- _WHAT IS REQUIRED_: Check every line of the data below for the string "jacket", and copy the ones that hold it.

- _RECORD EXCERPTS_:

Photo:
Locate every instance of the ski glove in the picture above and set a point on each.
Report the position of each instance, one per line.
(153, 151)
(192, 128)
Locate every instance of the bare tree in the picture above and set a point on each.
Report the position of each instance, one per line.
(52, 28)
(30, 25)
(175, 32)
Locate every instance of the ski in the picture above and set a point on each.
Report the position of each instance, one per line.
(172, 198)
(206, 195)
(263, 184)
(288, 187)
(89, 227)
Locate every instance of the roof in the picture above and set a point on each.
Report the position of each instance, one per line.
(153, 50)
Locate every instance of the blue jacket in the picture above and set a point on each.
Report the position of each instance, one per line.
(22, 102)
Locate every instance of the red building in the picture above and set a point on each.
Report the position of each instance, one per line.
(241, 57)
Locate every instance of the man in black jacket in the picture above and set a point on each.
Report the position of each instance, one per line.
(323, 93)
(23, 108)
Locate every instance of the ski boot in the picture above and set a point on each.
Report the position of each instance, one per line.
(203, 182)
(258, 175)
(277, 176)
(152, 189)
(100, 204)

- _SOLUTION BELOW_:
Locate every instance of the blue jacket in the picture above and set a point on each.
Locate every instance of the man in black jacket in the picture above and set a point on each.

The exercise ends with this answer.